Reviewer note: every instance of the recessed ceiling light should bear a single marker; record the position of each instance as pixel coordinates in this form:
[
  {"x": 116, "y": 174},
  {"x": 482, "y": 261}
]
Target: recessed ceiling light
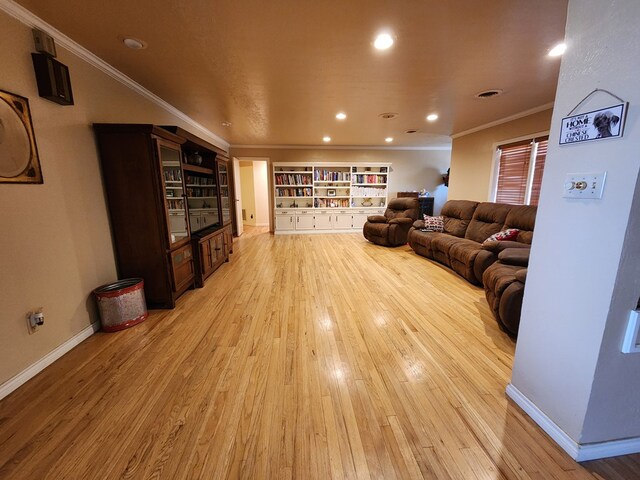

========================

- _ABOUT THIS EXERCISE_: The entries above need an exact copy without their pictures.

- _SOLUTION TO THE EXERCISE_:
Reviewer note: every instance of the recessed ceiling light should bear a single marker; record the position of each instance as pixel coordinates in this form:
[
  {"x": 116, "y": 174},
  {"x": 482, "y": 261}
]
Target: recessed ceiling light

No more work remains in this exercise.